§ TASK BRIEF
The lines below that include the word "gray" are to be reported.

** SOURCE INFORMATION follows **

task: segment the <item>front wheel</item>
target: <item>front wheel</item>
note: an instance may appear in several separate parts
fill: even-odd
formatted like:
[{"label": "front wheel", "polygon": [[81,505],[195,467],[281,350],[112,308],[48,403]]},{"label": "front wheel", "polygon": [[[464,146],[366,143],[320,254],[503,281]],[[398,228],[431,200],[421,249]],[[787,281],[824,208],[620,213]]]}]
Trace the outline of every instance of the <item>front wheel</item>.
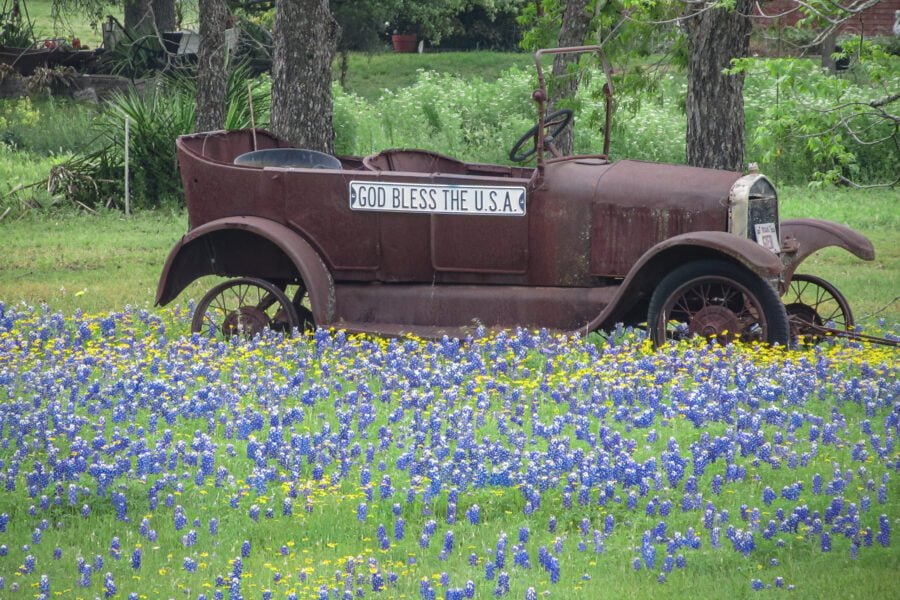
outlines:
[{"label": "front wheel", "polygon": [[815,275],[794,274],[784,293],[784,308],[791,323],[794,342],[818,343],[818,327],[853,331],[853,311],[836,287]]},{"label": "front wheel", "polygon": [[657,346],[691,336],[787,345],[790,328],[778,293],[756,274],[716,259],[682,265],[650,298],[650,337]]}]

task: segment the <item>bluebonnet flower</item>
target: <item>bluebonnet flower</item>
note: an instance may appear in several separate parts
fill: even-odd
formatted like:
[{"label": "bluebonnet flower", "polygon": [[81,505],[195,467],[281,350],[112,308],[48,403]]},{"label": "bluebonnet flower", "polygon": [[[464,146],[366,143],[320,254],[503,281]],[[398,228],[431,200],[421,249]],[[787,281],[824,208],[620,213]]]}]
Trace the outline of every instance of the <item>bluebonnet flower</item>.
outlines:
[{"label": "bluebonnet flower", "polygon": [[466,585],[463,588],[463,597],[465,598],[474,598],[475,597],[475,582],[469,579],[466,581]]},{"label": "bluebonnet flower", "polygon": [[481,507],[473,504],[466,511],[466,518],[472,525],[478,525],[481,522]]},{"label": "bluebonnet flower", "polygon": [[116,595],[118,588],[116,587],[116,582],[113,579],[112,573],[107,573],[103,577],[103,597],[104,598],[112,598]]},{"label": "bluebonnet flower", "polygon": [[387,550],[391,547],[391,540],[388,537],[387,529],[385,529],[384,525],[378,525],[378,543],[382,550]]},{"label": "bluebonnet flower", "polygon": [[891,523],[887,515],[878,517],[878,535],[875,536],[875,539],[885,548],[891,545]]},{"label": "bluebonnet flower", "polygon": [[495,596],[505,596],[509,593],[509,573],[501,571],[497,577],[497,587],[494,588]]}]

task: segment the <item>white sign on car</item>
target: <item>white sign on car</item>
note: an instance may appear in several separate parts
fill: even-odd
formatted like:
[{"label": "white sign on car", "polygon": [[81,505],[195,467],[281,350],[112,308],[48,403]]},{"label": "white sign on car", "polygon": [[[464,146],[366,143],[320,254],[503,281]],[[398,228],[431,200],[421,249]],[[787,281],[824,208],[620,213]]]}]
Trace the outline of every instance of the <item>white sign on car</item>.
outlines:
[{"label": "white sign on car", "polygon": [[521,217],[525,215],[525,188],[351,181],[350,209]]}]

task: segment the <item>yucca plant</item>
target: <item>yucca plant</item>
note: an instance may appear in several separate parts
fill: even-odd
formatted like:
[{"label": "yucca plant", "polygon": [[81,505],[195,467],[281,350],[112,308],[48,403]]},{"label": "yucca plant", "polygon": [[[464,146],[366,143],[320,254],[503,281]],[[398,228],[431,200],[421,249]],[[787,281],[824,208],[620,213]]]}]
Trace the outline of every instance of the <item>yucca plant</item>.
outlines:
[{"label": "yucca plant", "polygon": [[[268,78],[252,80],[243,66],[230,70],[226,129],[250,126],[250,99],[257,127],[269,121]],[[124,207],[125,121],[129,122],[132,205],[155,208],[181,197],[175,138],[194,131],[196,85],[187,75],[162,77],[143,91],[118,93],[97,118],[91,150],[55,169],[48,186],[84,206]],[[54,186],[58,181],[61,185]]]}]

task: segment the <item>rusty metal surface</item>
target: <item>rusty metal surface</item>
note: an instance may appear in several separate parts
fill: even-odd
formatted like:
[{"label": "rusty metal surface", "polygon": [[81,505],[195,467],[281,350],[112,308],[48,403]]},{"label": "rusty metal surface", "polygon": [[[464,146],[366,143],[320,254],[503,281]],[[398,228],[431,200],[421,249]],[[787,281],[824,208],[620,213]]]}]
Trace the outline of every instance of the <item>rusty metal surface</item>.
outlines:
[{"label": "rusty metal surface", "polygon": [[790,283],[800,263],[828,246],[843,248],[862,260],[875,260],[875,247],[866,236],[831,221],[786,219],[781,222],[781,237],[789,250],[783,254],[785,285]]},{"label": "rusty metal surface", "polygon": [[[239,243],[234,238],[218,237],[234,232],[248,235]],[[269,244],[277,246],[289,262],[266,260]],[[257,217],[234,217],[191,230],[169,253],[156,290],[156,303],[167,304],[190,282],[211,274],[261,276],[284,282],[299,275],[309,291],[316,322],[324,324],[335,319],[331,273],[306,240],[280,223]]]},{"label": "rusty metal surface", "polygon": [[[640,293],[632,298],[617,294],[623,278],[631,274],[626,283],[639,279],[633,265],[652,257],[671,266],[674,259],[666,251],[678,244],[733,255],[758,271],[769,269],[760,254],[777,263],[752,242],[722,233],[728,190],[738,173],[579,157],[548,161],[538,186],[534,169],[469,164],[416,150],[381,152],[362,164],[345,159],[342,170],[232,164],[254,148],[284,147],[265,132],[179,139],[192,231],[167,261],[160,303],[207,273],[282,281],[299,276],[310,288],[320,325],[390,329],[395,319],[416,320],[412,315],[421,310],[423,297],[437,294],[456,300],[432,301],[440,306],[431,312],[435,322],[419,319],[416,326],[463,326],[475,316],[486,325],[581,329],[613,314],[613,297],[622,306],[639,303]],[[348,187],[359,180],[516,182],[528,190],[527,212],[473,217],[352,211]],[[229,237],[228,229],[257,237]],[[703,230],[718,233],[672,238]],[[288,250],[297,244],[307,250]],[[290,260],[279,262],[272,248],[283,250]],[[650,248],[655,251],[639,262]],[[320,266],[310,267],[308,261]],[[367,291],[345,294],[342,301],[333,296],[330,278],[338,286],[350,286],[341,289],[376,285],[358,286]],[[544,291],[535,293],[529,286]],[[385,312],[379,315],[381,310]]]},{"label": "rusty metal surface", "polygon": [[335,325],[390,333],[383,324],[403,323],[416,333],[436,324],[577,330],[603,310],[615,288],[338,284],[335,292],[340,314]]},{"label": "rusty metal surface", "polygon": [[810,323],[808,320],[791,317],[791,327],[796,329],[800,335],[813,337],[837,337],[855,342],[866,342],[869,344],[878,344],[881,346],[900,347],[900,341],[888,338],[876,337],[874,335],[865,335],[856,331],[847,331],[846,329],[838,329],[836,327],[826,327],[817,323]]}]

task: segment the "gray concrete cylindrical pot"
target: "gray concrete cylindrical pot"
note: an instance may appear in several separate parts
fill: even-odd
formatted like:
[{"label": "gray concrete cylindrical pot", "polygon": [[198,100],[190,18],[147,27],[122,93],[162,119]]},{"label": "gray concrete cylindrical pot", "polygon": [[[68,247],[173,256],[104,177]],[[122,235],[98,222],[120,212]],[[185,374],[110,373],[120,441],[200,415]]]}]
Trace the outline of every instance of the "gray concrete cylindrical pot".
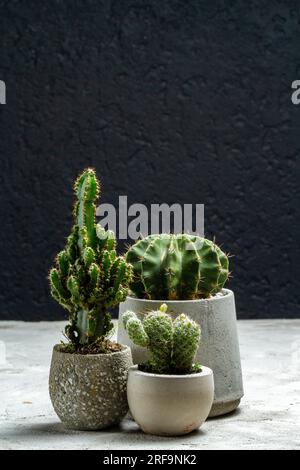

** End of SOURCE INFORMATION **

§ ANSWER
task: segment the "gray concrete cylindrical pot"
target: "gray concrete cylindrical pot"
[{"label": "gray concrete cylindrical pot", "polygon": [[198,100],[190,18],[147,27],[122,93],[162,119]]},{"label": "gray concrete cylindrical pot", "polygon": [[[68,247],[173,256],[104,177]],[[122,235],[98,222],[120,212]],[[185,374],[110,373],[120,441],[200,415]]]}]
Trace the outline of every instance of the "gray concrete cylindrical pot".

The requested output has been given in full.